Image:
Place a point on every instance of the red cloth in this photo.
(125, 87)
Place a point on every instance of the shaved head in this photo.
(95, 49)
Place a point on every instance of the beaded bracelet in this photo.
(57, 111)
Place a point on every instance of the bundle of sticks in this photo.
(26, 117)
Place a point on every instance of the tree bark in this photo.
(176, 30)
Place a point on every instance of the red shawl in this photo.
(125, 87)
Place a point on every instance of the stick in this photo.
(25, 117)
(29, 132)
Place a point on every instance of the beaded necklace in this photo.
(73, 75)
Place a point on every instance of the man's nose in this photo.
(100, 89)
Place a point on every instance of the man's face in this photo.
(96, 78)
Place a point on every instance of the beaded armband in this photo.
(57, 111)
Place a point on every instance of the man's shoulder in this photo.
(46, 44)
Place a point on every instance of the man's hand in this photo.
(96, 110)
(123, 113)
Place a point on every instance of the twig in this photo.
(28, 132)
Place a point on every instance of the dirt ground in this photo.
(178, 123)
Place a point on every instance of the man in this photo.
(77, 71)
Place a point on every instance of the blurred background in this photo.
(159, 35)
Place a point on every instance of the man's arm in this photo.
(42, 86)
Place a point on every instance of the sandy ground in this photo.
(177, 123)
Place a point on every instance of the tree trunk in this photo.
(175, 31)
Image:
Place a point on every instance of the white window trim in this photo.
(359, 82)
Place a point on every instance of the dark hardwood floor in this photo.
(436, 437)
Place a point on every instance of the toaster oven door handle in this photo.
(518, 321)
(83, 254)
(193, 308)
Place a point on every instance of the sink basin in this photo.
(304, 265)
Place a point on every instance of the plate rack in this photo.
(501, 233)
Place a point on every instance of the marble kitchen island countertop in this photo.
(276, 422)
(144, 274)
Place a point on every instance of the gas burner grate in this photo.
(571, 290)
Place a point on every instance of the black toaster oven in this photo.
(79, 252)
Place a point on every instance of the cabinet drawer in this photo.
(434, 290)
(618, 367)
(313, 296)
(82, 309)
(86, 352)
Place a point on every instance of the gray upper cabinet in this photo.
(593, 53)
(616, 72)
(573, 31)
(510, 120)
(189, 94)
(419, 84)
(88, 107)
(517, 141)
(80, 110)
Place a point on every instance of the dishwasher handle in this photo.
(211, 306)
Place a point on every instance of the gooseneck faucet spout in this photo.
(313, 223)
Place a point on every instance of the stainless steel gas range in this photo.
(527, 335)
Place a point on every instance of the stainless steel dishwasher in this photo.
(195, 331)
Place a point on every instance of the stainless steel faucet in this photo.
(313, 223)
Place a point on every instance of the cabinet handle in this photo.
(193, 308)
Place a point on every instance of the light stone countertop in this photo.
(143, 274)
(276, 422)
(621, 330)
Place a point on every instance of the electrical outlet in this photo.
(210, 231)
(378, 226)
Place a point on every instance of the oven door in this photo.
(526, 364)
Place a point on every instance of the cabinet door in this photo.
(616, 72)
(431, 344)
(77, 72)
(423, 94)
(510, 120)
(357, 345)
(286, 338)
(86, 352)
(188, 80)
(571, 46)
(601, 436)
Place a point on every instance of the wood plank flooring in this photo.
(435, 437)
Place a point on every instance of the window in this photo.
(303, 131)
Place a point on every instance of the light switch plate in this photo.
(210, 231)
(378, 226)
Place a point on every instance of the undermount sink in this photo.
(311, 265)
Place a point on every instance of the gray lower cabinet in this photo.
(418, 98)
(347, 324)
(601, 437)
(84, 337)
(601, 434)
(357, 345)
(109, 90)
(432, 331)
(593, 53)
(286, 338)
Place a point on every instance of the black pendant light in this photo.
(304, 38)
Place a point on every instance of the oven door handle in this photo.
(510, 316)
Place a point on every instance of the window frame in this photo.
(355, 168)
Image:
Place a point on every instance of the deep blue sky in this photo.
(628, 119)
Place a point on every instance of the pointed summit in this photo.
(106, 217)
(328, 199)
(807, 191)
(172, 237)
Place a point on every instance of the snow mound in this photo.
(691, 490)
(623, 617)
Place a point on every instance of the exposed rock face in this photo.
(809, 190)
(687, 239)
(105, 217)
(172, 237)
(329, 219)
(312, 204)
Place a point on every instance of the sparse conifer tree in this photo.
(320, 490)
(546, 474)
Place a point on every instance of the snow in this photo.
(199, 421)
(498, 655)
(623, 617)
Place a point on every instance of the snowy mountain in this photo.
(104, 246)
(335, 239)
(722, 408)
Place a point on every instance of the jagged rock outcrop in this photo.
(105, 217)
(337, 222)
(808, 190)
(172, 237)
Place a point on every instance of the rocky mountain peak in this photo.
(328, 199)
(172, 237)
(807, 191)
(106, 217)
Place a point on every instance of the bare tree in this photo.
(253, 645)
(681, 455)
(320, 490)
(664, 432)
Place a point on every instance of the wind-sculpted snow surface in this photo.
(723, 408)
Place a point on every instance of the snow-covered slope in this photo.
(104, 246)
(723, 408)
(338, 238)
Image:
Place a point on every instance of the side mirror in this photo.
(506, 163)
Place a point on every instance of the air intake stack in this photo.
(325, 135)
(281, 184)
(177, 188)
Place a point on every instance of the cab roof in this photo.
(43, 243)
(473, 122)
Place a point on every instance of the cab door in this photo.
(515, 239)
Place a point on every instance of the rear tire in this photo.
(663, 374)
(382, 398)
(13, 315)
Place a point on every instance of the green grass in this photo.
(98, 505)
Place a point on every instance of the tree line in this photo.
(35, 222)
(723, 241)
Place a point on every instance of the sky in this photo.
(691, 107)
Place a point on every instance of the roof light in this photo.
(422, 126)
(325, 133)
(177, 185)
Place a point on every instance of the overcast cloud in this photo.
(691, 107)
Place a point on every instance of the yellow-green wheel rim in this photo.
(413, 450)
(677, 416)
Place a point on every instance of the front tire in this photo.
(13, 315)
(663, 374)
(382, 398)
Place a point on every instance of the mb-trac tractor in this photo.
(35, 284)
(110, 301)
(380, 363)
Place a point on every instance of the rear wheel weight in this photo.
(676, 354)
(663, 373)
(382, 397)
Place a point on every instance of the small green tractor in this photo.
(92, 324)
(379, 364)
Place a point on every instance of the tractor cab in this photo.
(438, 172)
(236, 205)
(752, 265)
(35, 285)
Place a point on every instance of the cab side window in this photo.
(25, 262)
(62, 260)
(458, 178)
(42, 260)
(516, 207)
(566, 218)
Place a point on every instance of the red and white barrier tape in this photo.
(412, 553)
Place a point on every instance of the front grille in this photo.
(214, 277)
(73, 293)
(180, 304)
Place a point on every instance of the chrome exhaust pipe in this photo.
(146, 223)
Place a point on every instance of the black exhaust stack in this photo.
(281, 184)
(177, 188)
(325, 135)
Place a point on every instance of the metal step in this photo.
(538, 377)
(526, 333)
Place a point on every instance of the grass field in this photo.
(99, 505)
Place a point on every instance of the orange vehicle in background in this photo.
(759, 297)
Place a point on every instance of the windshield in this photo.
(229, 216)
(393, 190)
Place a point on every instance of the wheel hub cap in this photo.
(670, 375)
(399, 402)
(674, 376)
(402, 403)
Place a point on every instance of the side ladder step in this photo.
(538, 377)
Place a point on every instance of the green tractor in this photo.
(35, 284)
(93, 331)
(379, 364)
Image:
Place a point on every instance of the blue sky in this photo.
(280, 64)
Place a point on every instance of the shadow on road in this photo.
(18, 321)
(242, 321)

> _The problem_:
Print all the data above word for word.

> _Exercise answer_:
Image:
Place a point on every instance of the red cloth in this photo.
(125, 87)
Place a point on every instance of the shaved head in this photo.
(95, 49)
Place a point on every instance of the beaded bracelet in this photo.
(57, 111)
Place a point on every instance of the bundle of sticks in this photo.
(26, 117)
Place a point on every instance of the tree bark in this photo.
(176, 30)
Place a point on every instance of the red shawl in this photo.
(125, 87)
Place a point on every instance of the stick in this photo.
(25, 117)
(29, 132)
Place a point on every instance of the beaded necklace in this photo.
(73, 75)
Place a point on every instance of the man's nose in this photo.
(100, 89)
Place a point on every instance of the man's face in this photo.
(96, 78)
Place a point on every instance of the beaded armband in this photo.
(57, 111)
Place a point on every instance of the man's shoulder in this photo.
(46, 44)
Place a point on every instance of the man's hand in this photo.
(96, 110)
(123, 113)
Place a point on every instance of the twig in this photo.
(28, 132)
Place a point on every instance of the dirt ground in this photo.
(178, 123)
Place a point on every instance of the man in this photo.
(77, 71)
Place a point on every instance of the blurred background in this photo.
(159, 35)
Place a point on every instance of the man's arm in this photo.
(42, 86)
Place a point on every instance of the sandy ground in this photo.
(177, 123)
Place a point on every instance of the tree trunk in this photo.
(175, 31)
Image:
Place a point on every instance of the white window trim in this photo.
(359, 82)
Place a point on every instance of the dark hardwood floor in this photo.
(436, 437)
Place a point on every instance of the toaster oven door handle in this photo.
(518, 321)
(83, 254)
(193, 308)
Place a point on every instance of the sink basin in this photo.
(304, 265)
Place a point on every instance of the plate rack in this photo.
(501, 233)
Place a point on every instance of the marble kitchen island countertop in this photo.
(276, 422)
(144, 274)
Place a point on every instance of the gas burner grate in this photo.
(571, 290)
Place a point on every instance of the black toaster oven in this photo.
(79, 252)
Place a point on every instance of the cabinet drawer in this photo.
(434, 290)
(618, 367)
(313, 296)
(82, 309)
(86, 352)
Place a point on every instance of the gray upper cabinet in this photo.
(593, 53)
(616, 72)
(573, 31)
(510, 120)
(189, 94)
(419, 84)
(88, 107)
(517, 141)
(80, 110)
Place a point on every instance of the dishwasher handle in this photo.
(211, 306)
Place a point on every instance of the gooseneck faucet spout in this photo.
(313, 223)
Place a point on every instance of the stainless steel gas range in this photo.
(527, 335)
Place a point on every instance of the stainless steel dishwasher in this photo.
(195, 331)
Place a point on every instance of the stainless steel faucet in this photo.
(313, 223)
Place a point on every instance of the cabinet handle in this photo.
(193, 308)
Place a point on every instance of the light stone countertop in this photo.
(143, 274)
(276, 422)
(621, 330)
Place a point on every instance of the electrical outlet in this photo.
(210, 231)
(378, 226)
Place a point on every instance of the oven door in this photo.
(526, 364)
Place a point on every instance of the cabinet door in this photo.
(616, 72)
(431, 344)
(77, 72)
(423, 94)
(510, 120)
(357, 345)
(286, 338)
(86, 352)
(188, 80)
(571, 46)
(601, 436)
Place a point on every instance of the wood plank flooring in this photo.
(435, 437)
Place a point on every instance of the window in this photo.
(303, 131)
Place a point on every instance of the light switch plate in this photo.
(210, 231)
(378, 226)
Place a point on every instance of the undermount sink in this photo.
(311, 265)
Place a point on every instance of the gray lower cabinet in this photo.
(418, 98)
(347, 324)
(601, 437)
(84, 337)
(601, 434)
(357, 345)
(109, 90)
(432, 331)
(593, 53)
(286, 338)
Place a point on every instance of the black pendant light in this photo.
(304, 38)
Place a point on every instance of the oven door handle in this photo.
(510, 316)
Place a point on every instance of the window frame in this photo.
(355, 168)
Image:
Place a point on every instance of the deep blue sky in this photo.
(628, 119)
Place a point on every instance of the pointed summit in this photo.
(106, 217)
(328, 199)
(807, 191)
(172, 237)
Place a point on every instance of the snow mound in this photo.
(691, 490)
(623, 617)
Place a point on every instance of the exposed rock face in this photo.
(809, 190)
(687, 239)
(105, 217)
(172, 237)
(329, 219)
(312, 204)
Place a point on every instance of the sparse conifer tree in this photo.
(320, 490)
(546, 474)
Place a point on every instance of the snow in this photo.
(199, 421)
(498, 655)
(623, 617)
Place a point on every instance of the snowy mountain in this photo.
(104, 246)
(335, 239)
(722, 408)
Place a point on every instance of the jagged rock outcrop in this photo.
(105, 217)
(337, 222)
(808, 190)
(172, 237)
Place a point on every instance of the rocky mountain peak in this photo.
(328, 199)
(172, 237)
(807, 191)
(106, 217)
Place a point on every instance of the bare tree in this photo.
(253, 645)
(681, 455)
(320, 490)
(664, 432)
Place a point on every instance of the wind-sculpted snow surface in this photo.
(723, 408)
Place a point on every instance of the snow-covered slope in this photo.
(104, 246)
(723, 408)
(338, 238)
Image:
Place a point on every instance of the side mirror in this photo.
(506, 163)
Place a point on every instance of the air intake stack in this photo.
(325, 135)
(281, 184)
(177, 188)
Place a point on every instance of the cab roof in this photo.
(43, 243)
(473, 122)
Place a point on every instance of the cab door in this photo.
(515, 239)
Place a point on every instance of the rear tire in this photo.
(663, 374)
(382, 398)
(13, 315)
Place a point on every instance of the green grass in this photo.
(98, 505)
Place a point on every instance of the tree line in this photo.
(35, 222)
(723, 241)
Place a point on every instance of the sky in this photo.
(691, 107)
Place a point on every instance of the roof light in this photo.
(422, 126)
(325, 133)
(177, 185)
Place a point on every instance of the overcast cloud in this photo.
(691, 107)
Place a point on every instance of the yellow-green wheel rim in this photo.
(413, 450)
(677, 416)
Place a point on every instance of the front tire in this photo.
(13, 315)
(663, 374)
(382, 398)
Place a point on every instance of the mb-trac tractor in this photo.
(35, 284)
(110, 301)
(380, 363)
Place a point on every instance of the rear wheel weight in this photo.
(676, 354)
(663, 373)
(382, 397)
Place a point on every instance of the small green tractor in this photo.
(92, 324)
(379, 364)
Place a point on every instance of the tractor cab in this photo.
(438, 172)
(236, 205)
(752, 265)
(35, 285)
Place a point on every instance of the cab side window in this photo.
(25, 262)
(62, 260)
(458, 178)
(42, 260)
(516, 207)
(566, 218)
Place a point on every instance of the red and white barrier tape in this photo.
(412, 553)
Place a point on every instance of the front grille in this photo.
(214, 277)
(73, 293)
(180, 304)
Place a point on every instance of the chrome exhaust pipe in this photo.
(146, 223)
Place a point on every instance of the black exhaust stack in this photo.
(281, 184)
(177, 188)
(325, 135)
Place a point on every instance of the metal step in this photo.
(538, 377)
(526, 333)
Place a point on every instance of the grass field in this photo.
(99, 505)
Place a point on every instance of the orange vehicle in background in this photo.
(759, 297)
Place a point on every instance of the windshield in this photo.
(229, 216)
(393, 190)
Place a point on every instance of the wheel hub cap in this photo.
(670, 375)
(399, 402)
(674, 376)
(402, 403)
Place a point on every instance of the side ladder step in this photo.
(538, 377)
Place a point on every instance of the green tractor in this photo.
(35, 284)
(93, 331)
(379, 364)
Image:
Place a point on every instance of the blue sky in this photo.
(280, 64)
Place a point on every instance of the shadow on road in this photo.
(18, 321)
(242, 321)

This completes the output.